Aim
Below are some records; reproduce every one of them exactly.
* begin Task data *
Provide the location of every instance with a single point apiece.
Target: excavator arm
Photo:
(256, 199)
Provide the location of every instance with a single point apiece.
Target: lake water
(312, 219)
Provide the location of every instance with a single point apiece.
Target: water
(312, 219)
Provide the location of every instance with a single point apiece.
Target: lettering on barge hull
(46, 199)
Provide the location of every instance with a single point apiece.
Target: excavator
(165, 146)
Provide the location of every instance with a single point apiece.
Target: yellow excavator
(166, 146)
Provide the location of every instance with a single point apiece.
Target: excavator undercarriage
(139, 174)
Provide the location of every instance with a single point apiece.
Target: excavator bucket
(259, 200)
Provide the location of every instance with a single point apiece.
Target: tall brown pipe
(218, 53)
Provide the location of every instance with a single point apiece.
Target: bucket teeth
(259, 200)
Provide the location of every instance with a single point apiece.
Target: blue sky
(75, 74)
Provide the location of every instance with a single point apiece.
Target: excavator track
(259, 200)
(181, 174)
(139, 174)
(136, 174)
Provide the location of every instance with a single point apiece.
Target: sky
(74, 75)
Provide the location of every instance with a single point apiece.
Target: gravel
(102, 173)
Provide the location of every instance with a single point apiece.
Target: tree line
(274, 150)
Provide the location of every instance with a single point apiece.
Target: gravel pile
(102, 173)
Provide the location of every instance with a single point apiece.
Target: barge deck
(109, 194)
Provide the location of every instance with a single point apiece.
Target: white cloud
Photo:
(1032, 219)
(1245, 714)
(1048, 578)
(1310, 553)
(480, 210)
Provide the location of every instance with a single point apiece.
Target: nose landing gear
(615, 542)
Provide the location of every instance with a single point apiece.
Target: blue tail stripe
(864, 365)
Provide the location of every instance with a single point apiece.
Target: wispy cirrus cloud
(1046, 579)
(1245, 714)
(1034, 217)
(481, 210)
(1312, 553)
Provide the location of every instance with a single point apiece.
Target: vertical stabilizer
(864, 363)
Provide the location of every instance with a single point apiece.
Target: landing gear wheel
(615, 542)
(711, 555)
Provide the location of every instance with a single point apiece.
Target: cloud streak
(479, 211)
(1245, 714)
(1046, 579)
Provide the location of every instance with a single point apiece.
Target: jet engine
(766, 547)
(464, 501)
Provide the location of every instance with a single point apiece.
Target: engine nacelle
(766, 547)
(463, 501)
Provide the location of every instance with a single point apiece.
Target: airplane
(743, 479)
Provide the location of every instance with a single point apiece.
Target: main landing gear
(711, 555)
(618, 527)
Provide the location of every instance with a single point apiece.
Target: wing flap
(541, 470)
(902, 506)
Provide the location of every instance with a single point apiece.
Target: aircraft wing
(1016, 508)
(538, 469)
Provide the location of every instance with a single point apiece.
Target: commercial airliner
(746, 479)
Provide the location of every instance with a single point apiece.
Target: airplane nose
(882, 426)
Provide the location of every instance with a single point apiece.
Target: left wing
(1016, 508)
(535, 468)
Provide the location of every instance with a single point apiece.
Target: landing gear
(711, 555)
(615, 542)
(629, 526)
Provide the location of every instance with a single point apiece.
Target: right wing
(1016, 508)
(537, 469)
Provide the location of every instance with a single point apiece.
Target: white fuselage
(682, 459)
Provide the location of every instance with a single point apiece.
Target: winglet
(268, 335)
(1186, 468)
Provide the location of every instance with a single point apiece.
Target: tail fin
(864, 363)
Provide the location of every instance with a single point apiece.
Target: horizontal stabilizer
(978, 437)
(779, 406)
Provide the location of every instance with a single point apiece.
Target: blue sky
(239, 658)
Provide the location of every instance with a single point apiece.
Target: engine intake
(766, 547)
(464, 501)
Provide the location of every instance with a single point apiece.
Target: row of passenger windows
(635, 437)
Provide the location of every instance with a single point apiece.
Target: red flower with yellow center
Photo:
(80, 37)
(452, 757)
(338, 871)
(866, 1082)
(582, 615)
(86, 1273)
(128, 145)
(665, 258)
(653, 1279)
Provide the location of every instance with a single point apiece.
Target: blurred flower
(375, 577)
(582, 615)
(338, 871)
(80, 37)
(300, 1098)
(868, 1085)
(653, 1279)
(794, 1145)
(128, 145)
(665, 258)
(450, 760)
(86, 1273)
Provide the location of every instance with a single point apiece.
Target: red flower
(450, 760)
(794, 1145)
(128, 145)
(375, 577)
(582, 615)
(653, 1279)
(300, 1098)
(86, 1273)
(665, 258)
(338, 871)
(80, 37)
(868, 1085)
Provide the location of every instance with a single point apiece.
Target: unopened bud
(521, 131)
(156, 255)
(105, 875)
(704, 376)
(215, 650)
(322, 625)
* end Task data *
The solution
Provide the location of every instance with a single point apiece.
Target: excavator arm
Photo:
(256, 199)
Provide the location of every instance with a single point apiece.
Target: lake water
(312, 219)
Provide the location of every instance with a single point apiece.
Target: water
(312, 219)
Provide the location of every instance with a single point apiece.
Target: lettering on barge hull
(46, 199)
Provide the location of every instance with a single point apiece.
Target: excavator
(165, 146)
Provide the location of every instance with a single point apiece.
Target: yellow excavator
(166, 146)
Provide the location of every instance with a single point apiece.
Target: excavator undercarriage
(139, 174)
Provide the location of every instance with a single point apiece.
Target: excavator bucket
(259, 200)
Provide the location of every instance with a single point apiece.
Target: tall brown pipe
(218, 53)
Provide the location of every instance with a single point apiece.
Target: bucket teeth
(259, 200)
Provide the location of every instance with a single point apiece.
Target: blue sky
(75, 74)
Provide the location of every instance with a single point apiece.
Target: excavator track
(259, 200)
(181, 174)
(139, 174)
(136, 174)
Provide the location of every instance with a single point apiece.
Target: sky
(74, 75)
Provide the location of every instance with a single point apiece.
Target: gravel
(102, 173)
Provide the location of every instance with a single point apiece.
Target: tree line
(274, 150)
Provide the location of every instance with a single point apiece.
Target: gravel pile
(102, 173)
Provide the location of every instance with a single point apiece.
Target: barge deck
(109, 194)
Provide the location of every instance with a single point apiece.
Target: white cloud
Photo:
(1032, 219)
(1245, 714)
(1048, 578)
(1310, 553)
(480, 210)
Provide the location of every instance with a single point apiece.
Target: nose landing gear
(615, 542)
Provide the location of every instance with a single point apiece.
Target: blue tail stripe
(864, 365)
Provide the location of every instance with a single point apiece.
Target: wispy cirrus cloud
(1046, 579)
(1245, 714)
(1034, 217)
(481, 210)
(1312, 553)
Provide the location of every instance with a single point apiece.
Target: vertical stabilizer
(864, 363)
Provide the location of every instance with a single point apiece.
Target: landing gear wheel
(615, 542)
(711, 555)
Provide the location of every instance with a single point apiece.
Target: cloud streak
(479, 211)
(1245, 714)
(1046, 579)
Provide the location of every instance with a single point apiece.
Target: jet engine
(766, 547)
(464, 501)
Provide the location of every instance with a single point apiece.
Target: engine nacelle
(766, 547)
(463, 501)
Provide the location of every instance with a single point apiece.
Target: airplane
(743, 479)
Provide the location of every instance with a single point apiece.
Target: main landing gear
(711, 555)
(618, 527)
Provide the location of every instance with a single point apiece.
Target: wing flap
(541, 470)
(902, 506)
Provide the location of every instance with a single point apiece.
Target: aircraft wing
(1016, 508)
(538, 469)
Provide the location of every instance with a single point apiece.
Target: commercial airliner
(746, 479)
Provide the location of every instance with a single point apiece.
Target: airplane nose
(882, 426)
Provide the location of every instance with a single point apiece.
Target: left wing
(1016, 508)
(535, 468)
Provide the location of every instance with a single point apiece.
Target: landing gear
(711, 555)
(615, 542)
(629, 526)
Provide the location of every instance with a single point apiece.
Target: right wing
(1016, 508)
(537, 469)
Provide the location of every instance with a single point apiece.
Target: white fuselage
(682, 459)
Provide the location of every instance with a single point apiece.
Target: winglet
(268, 335)
(1186, 468)
Provide the location of every instance with a single point apiece.
Target: tail fin
(864, 363)
Provide the location of every instance with a single point apiece.
Target: horizontal stabilizer
(978, 437)
(779, 406)
Provide the location of every instance with a single point apiece.
Target: blue sky
(239, 658)
Provide the location of every instance with a single point apiece.
Target: engine intake
(766, 547)
(464, 501)
Provide the location of every instance with a single point apiece.
Target: row of passenger windows
(635, 437)
Provide the location of every instance with a single point apiece.
Target: red flower with yellow center
Photo:
(80, 37)
(452, 757)
(338, 871)
(866, 1082)
(582, 615)
(86, 1273)
(128, 145)
(665, 258)
(653, 1279)
Provide the location of every instance with a single point apiece.
Target: blurred flower
(375, 577)
(582, 615)
(338, 871)
(80, 37)
(300, 1098)
(868, 1085)
(653, 1279)
(794, 1145)
(128, 145)
(665, 258)
(450, 760)
(86, 1273)
Provide the location of every instance with a single point apiece.
Target: red flower
(450, 760)
(794, 1145)
(128, 145)
(375, 577)
(582, 615)
(653, 1279)
(300, 1098)
(86, 1273)
(665, 258)
(338, 871)
(80, 37)
(868, 1085)
Provide the location of every instance with a single point apiece.
Target: unopened bud
(521, 131)
(156, 255)
(105, 875)
(704, 376)
(215, 650)
(322, 625)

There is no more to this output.